* PROBLEM STATEMENT *
Please copy every line below word for word, leaving the pictures out of your copy.
● ● ● ●
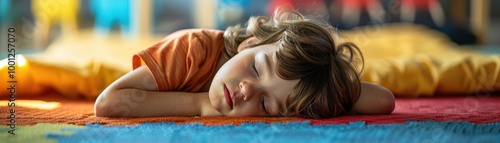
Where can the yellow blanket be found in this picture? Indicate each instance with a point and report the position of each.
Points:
(410, 60)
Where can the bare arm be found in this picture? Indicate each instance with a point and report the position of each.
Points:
(374, 99)
(135, 95)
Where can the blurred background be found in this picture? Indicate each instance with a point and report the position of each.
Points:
(39, 23)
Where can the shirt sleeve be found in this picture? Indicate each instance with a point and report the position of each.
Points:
(184, 60)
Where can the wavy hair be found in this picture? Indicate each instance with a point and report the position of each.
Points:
(329, 79)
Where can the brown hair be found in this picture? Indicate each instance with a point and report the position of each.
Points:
(329, 82)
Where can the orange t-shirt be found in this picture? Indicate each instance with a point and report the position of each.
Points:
(184, 60)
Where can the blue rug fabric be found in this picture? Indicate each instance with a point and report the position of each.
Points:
(411, 132)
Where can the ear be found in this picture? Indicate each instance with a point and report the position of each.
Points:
(245, 44)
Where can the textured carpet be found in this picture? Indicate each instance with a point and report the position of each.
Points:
(438, 119)
(475, 109)
(411, 132)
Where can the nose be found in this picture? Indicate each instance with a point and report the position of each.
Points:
(249, 89)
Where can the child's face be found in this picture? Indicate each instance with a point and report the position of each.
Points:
(251, 91)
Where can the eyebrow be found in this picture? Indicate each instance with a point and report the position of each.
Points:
(269, 72)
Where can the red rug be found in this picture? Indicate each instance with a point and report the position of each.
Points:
(483, 109)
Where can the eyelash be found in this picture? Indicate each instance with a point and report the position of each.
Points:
(262, 105)
(255, 69)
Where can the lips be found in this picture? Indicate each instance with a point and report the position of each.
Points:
(229, 101)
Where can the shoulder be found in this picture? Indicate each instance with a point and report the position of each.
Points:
(196, 34)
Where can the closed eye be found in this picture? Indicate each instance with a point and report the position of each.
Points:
(255, 69)
(262, 104)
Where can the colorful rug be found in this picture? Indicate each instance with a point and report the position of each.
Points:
(437, 119)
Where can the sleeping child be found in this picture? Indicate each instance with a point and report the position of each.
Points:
(287, 65)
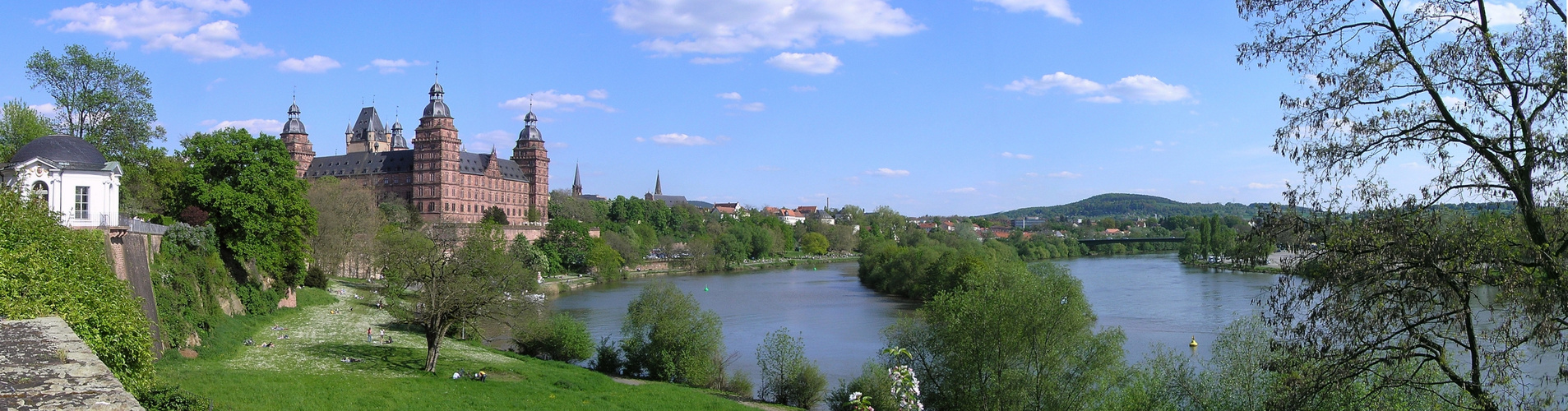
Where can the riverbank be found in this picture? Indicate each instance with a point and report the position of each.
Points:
(567, 283)
(306, 371)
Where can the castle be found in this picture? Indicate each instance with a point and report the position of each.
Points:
(437, 176)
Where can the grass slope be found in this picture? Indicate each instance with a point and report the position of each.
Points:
(304, 371)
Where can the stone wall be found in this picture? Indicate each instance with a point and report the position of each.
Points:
(46, 366)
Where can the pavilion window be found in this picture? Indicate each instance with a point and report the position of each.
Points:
(82, 203)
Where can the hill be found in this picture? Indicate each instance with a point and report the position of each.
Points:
(1125, 206)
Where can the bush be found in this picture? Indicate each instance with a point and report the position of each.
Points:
(48, 269)
(670, 338)
(788, 376)
(607, 358)
(316, 278)
(560, 338)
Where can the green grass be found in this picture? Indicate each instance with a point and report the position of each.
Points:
(303, 372)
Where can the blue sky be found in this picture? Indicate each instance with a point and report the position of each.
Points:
(930, 107)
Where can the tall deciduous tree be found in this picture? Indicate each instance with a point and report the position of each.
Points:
(256, 203)
(1473, 88)
(98, 99)
(442, 278)
(347, 224)
(21, 124)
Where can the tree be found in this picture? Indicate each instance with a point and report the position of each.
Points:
(1011, 339)
(496, 215)
(560, 338)
(98, 99)
(670, 338)
(259, 207)
(1481, 99)
(788, 376)
(19, 124)
(814, 243)
(568, 243)
(347, 224)
(438, 278)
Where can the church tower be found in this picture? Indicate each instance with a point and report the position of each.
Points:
(437, 150)
(577, 181)
(535, 162)
(297, 141)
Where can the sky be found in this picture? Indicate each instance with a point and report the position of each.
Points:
(957, 107)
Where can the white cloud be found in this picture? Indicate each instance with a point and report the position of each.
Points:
(44, 109)
(317, 63)
(560, 101)
(681, 140)
(389, 67)
(210, 41)
(164, 25)
(812, 63)
(1018, 155)
(1054, 8)
(1066, 82)
(1134, 88)
(888, 173)
(256, 126)
(714, 60)
(748, 107)
(1145, 88)
(736, 27)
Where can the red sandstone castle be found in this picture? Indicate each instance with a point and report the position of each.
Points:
(437, 176)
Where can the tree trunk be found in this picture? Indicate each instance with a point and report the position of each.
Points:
(433, 345)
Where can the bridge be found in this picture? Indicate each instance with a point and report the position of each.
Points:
(1094, 242)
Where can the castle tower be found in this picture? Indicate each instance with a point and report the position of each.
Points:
(535, 162)
(297, 141)
(437, 150)
(577, 181)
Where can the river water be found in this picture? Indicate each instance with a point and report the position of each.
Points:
(1149, 297)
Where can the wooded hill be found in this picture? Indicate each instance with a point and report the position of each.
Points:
(1136, 206)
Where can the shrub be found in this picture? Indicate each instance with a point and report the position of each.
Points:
(670, 338)
(48, 269)
(607, 358)
(788, 376)
(560, 338)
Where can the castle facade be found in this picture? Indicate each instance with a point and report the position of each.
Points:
(435, 176)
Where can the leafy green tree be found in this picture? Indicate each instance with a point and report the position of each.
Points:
(49, 270)
(560, 338)
(670, 338)
(814, 243)
(1479, 98)
(19, 124)
(494, 215)
(347, 224)
(1011, 339)
(439, 278)
(568, 243)
(98, 99)
(256, 203)
(788, 376)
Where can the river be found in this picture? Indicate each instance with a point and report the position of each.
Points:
(1149, 297)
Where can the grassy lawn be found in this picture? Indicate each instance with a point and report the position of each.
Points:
(304, 371)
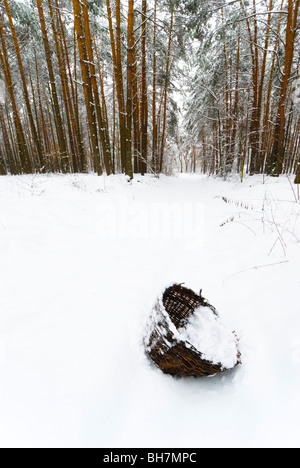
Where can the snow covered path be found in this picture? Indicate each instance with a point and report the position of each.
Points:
(82, 261)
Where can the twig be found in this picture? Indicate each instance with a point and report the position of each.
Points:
(256, 268)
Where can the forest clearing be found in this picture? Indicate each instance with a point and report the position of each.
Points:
(75, 300)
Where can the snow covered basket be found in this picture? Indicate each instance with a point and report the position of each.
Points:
(186, 337)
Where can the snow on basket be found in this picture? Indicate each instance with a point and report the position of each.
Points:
(186, 337)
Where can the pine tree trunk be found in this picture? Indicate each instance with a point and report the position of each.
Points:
(87, 84)
(57, 114)
(103, 129)
(25, 161)
(144, 93)
(278, 151)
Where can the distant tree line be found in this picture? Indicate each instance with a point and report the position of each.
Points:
(137, 86)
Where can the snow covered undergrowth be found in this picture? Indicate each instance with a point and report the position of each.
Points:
(82, 261)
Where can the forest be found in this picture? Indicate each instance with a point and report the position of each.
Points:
(150, 86)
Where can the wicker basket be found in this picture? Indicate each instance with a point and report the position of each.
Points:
(163, 343)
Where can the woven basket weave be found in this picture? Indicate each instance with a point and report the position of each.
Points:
(162, 342)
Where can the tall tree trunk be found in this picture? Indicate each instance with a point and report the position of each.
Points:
(165, 91)
(155, 156)
(144, 93)
(36, 139)
(278, 151)
(57, 114)
(87, 83)
(103, 129)
(26, 165)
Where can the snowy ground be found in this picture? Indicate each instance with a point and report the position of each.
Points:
(82, 261)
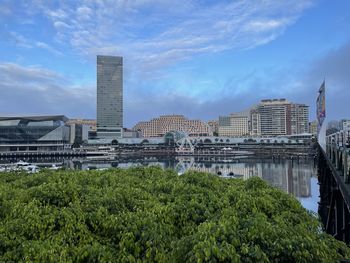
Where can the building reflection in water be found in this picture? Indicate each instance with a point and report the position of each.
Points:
(291, 176)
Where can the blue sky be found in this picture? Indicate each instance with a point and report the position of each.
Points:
(200, 58)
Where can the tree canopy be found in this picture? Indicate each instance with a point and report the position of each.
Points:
(154, 215)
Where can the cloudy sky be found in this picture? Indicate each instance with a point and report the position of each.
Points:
(200, 58)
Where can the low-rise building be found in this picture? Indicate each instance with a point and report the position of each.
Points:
(214, 126)
(158, 127)
(34, 133)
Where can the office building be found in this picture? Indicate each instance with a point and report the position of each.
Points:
(234, 125)
(214, 126)
(109, 97)
(158, 127)
(34, 133)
● ● ● ●
* RESPONSE TO THIS EXERCISE *
Where can the yellow blanket be found in this picture? Indicate each instance with a point and report the position of each.
Points:
(410, 60)
Where can the bare arm be found in this picture? Indicate each instance with a point and report the position of each.
Points:
(374, 99)
(135, 95)
Where can the blurred background be found in this picture? Indicate each instance with a point and report the position of each.
Points:
(39, 23)
Where can the shirt sleeve be found in this picture? Indicate each instance with a point and report the position of each.
Points:
(184, 60)
Where can the wavy hair be found in this picture? Indicate each instance with a point and report the position of each.
Points:
(329, 79)
Where can the brown hair be found in this picture? Indicate each instance with a point and report the position of each.
Points:
(329, 82)
Where can the orange t-shirt be found in this picture? Indicate each instance with a point and report the position of each.
Points:
(184, 60)
Where can the blue rug fabric be found in this picture? Indicate each instance with a point and report the position of each.
Points:
(411, 132)
Where can the ear be found in this picture? Indicate each instance with a point and report the position of each.
Points:
(245, 44)
Where can the textured carpet be found in this picture? Indicate each instance with a point and report the position of each.
Points:
(438, 119)
(475, 109)
(411, 132)
Where can the nose be found in this picture? Indicate each instance with a point and report the position of each.
Points:
(249, 89)
Where can the child's face be found in this picture? Indicate each instance with a point and report the position of each.
Points:
(251, 91)
Where can the eyebrow be found in this picture? Indicate each instance with a point and report the position of each.
Points:
(269, 72)
Where can the red rug be found in this picture? Indicate each instance with a point and report the position of each.
Points:
(483, 109)
Where can the eyelash be found in this picture? Indicate each instance with a point and report the position of each.
Points:
(262, 105)
(255, 69)
Where can the lips be found in this picture? Indicate each instance with a point and report the position of each.
Points:
(229, 101)
Where can the shoulder be found in this picture? Indicate each instance with a point and report the position of each.
Points:
(196, 34)
Where can the closed eye be found in this picture? Indicate each instance with a point and report the position of each.
Points:
(255, 69)
(262, 104)
Where can the colorful rug be found in this picture? Indicate each instance with a point and report the position of each.
Points:
(437, 119)
Where can the sleeping child be found in this picture? Indicate each instance with a point and report the position of each.
Points:
(287, 65)
Where can the riverbank be found in this picture? Indicate each instance with a point and report the position of each.
Points:
(567, 283)
(306, 371)
Where can the castle be found in this picture? Indicate each instance with a point and report the position of each.
Points:
(437, 176)
Where can the grass slope be found in this picture? Indicate each instance with a point and report the position of each.
Points:
(304, 371)
Where can the stone wall be found in this picture? Indicate each instance with a point and report the position of each.
Points:
(46, 366)
Where can the pavilion window be found in this picture? Indicate each instance with a point and report the position of each.
Points:
(82, 203)
Where can the hill be found in this picture? Indicate each instance with a point and report the position of each.
Points:
(1125, 206)
Where can the bush be found in this picture? Indicate each instance with a point and report the position of each.
Points:
(48, 269)
(670, 338)
(788, 376)
(607, 358)
(316, 278)
(560, 338)
Where can the green grass be found in this picture? Indicate each instance with a point and report the position of each.
Points:
(303, 372)
Where can the blue sky be found in this picture? Indicate each instance with a point and report the position of each.
Points:
(930, 107)
Where can the tall deciduous tree be found in this picture? Indicate each instance with a point and report the position of each.
Points:
(256, 203)
(1473, 88)
(98, 99)
(442, 278)
(347, 224)
(21, 124)
Where can the tree be found in this picture? Indicate each instance with a point and report the position of each.
Points:
(1011, 339)
(496, 215)
(560, 338)
(98, 99)
(670, 338)
(259, 207)
(1481, 99)
(788, 376)
(19, 124)
(814, 243)
(568, 243)
(347, 224)
(438, 278)
Where can the church tower be found in this picture? Indicate each instance with a point and report the position of each.
Points:
(437, 150)
(577, 181)
(535, 162)
(297, 141)
Where can the sky be found in this picture? Indicate each instance with a point and report the position of each.
Points:
(957, 107)
Where can the white cloud be found in this picture? Indicate each instance with a point and report the position of each.
Points:
(44, 109)
(317, 63)
(560, 101)
(681, 140)
(389, 67)
(210, 41)
(164, 25)
(812, 63)
(1018, 155)
(1054, 8)
(1066, 82)
(1134, 88)
(888, 173)
(256, 126)
(714, 60)
(748, 107)
(1145, 88)
(736, 27)
Where can the red sandstone castle be found in this picture? Indicate each instance with a point and report the position of each.
Points:
(437, 176)
Where can the tree trunk be found in this picture? Indicate each instance with a point and report the position of each.
Points:
(433, 345)
Where can the bridge be found in this picture? Indicate each instance with a point and report the position of each.
Points:
(1094, 242)
Where can the castle tower be found in this picture? Indicate each instance with a point and report the position of each.
Points:
(535, 162)
(297, 141)
(437, 150)
(577, 181)
Where can the river water be found in this picture? Indicate each instance with a point and report the position of each.
Points:
(1149, 297)
Where can the wooded hill be found in this picture? Indicate each instance with a point and report the position of each.
Points:
(1136, 206)
Where can the shrub be found in this picture? Indicate each instance with a point and report the position of each.
Points:
(670, 338)
(48, 269)
(607, 358)
(788, 376)
(560, 338)
Where can the castle facade be found in this picture? Indicate each instance with a point and report the position of each.
Points:
(435, 176)
Where can the leafy green tree be found in this picture? Indicate each instance with a point and report the position of each.
Points:
(49, 270)
(560, 338)
(670, 338)
(814, 243)
(1479, 98)
(19, 124)
(494, 215)
(347, 224)
(1011, 339)
(439, 278)
(568, 243)
(98, 99)
(256, 203)
(788, 376)
Where can the river be found in this picture? Indicate each instance with a point and report the position of each.
Points:
(1149, 297)
Where can the grassy lawn be found in this picture? Indicate each instance with a point and report the position of each.
Points:
(304, 371)
Where can the snow covered path be found in this picture? Indicate each instance with a point and report the position of each.
Points:
(82, 261)
Where can the twig be found in this picture? Indicate each instance with a point and report the position of each.
Points:
(256, 268)
Where can the forest clearing be found in this picture? Indicate each instance with a point and report the position of each.
Points:
(75, 300)
Where can the snow covered basket be found in this picture? Indicate each instance with a point and report the position of each.
Points:
(186, 337)
Where can the snow on basket be found in this picture? Indicate each instance with a point and report the position of each.
Points:
(186, 337)
Where can the pine tree trunk be found in this picture? Indicate each instance with a point and report the position of each.
Points:
(87, 84)
(57, 114)
(103, 129)
(25, 161)
(144, 93)
(278, 151)
Where can the distant tree line be found in this picture? Indicate each instance with a point and report the position of each.
Points:
(137, 86)
Where can the snow covered undergrowth be found in this picture? Indicate each instance with a point and report the position of each.
Points:
(82, 261)
Where can the forest be found in this picture? Indicate each instance with a point and report the position of each.
Points:
(150, 86)
Where can the wicker basket be found in this picture? Indicate each instance with a point and report the position of each.
Points:
(163, 343)
Where can the woven basket weave be found in this picture? Indicate each instance with a point and report the position of each.
Points:
(162, 342)
Where can the tall tree trunk be found in this picture? Indicate each instance with a point and report the position of each.
Points:
(165, 91)
(155, 156)
(144, 93)
(36, 139)
(278, 151)
(57, 114)
(87, 83)
(103, 129)
(26, 165)
Where can the snowy ground be found in this picture? Indicate each instance with a point and report the position of each.
Points:
(82, 261)
Where can the building reflection in water be found in this picture? Indicate each instance with a point and report the position of each.
Points:
(291, 176)
Where can the blue sky be found in this picture? Indicate each instance with a point and report the position of each.
Points:
(200, 58)
Where can the tree canopy be found in this picture? Indicate each instance with a point and report the position of each.
Points:
(154, 215)
Where can the cloudy sky be found in this picture? Indicate each instance with a point and report the position of each.
Points:
(200, 58)
Where can the low-rise building be found in this picture? Indicate each instance with a point and report the position of each.
Points:
(214, 126)
(158, 127)
(34, 133)
Where can the office building be found in this picture? Indicate each instance with a point and report the position of each.
Points:
(234, 125)
(214, 126)
(109, 97)
(158, 127)
(34, 133)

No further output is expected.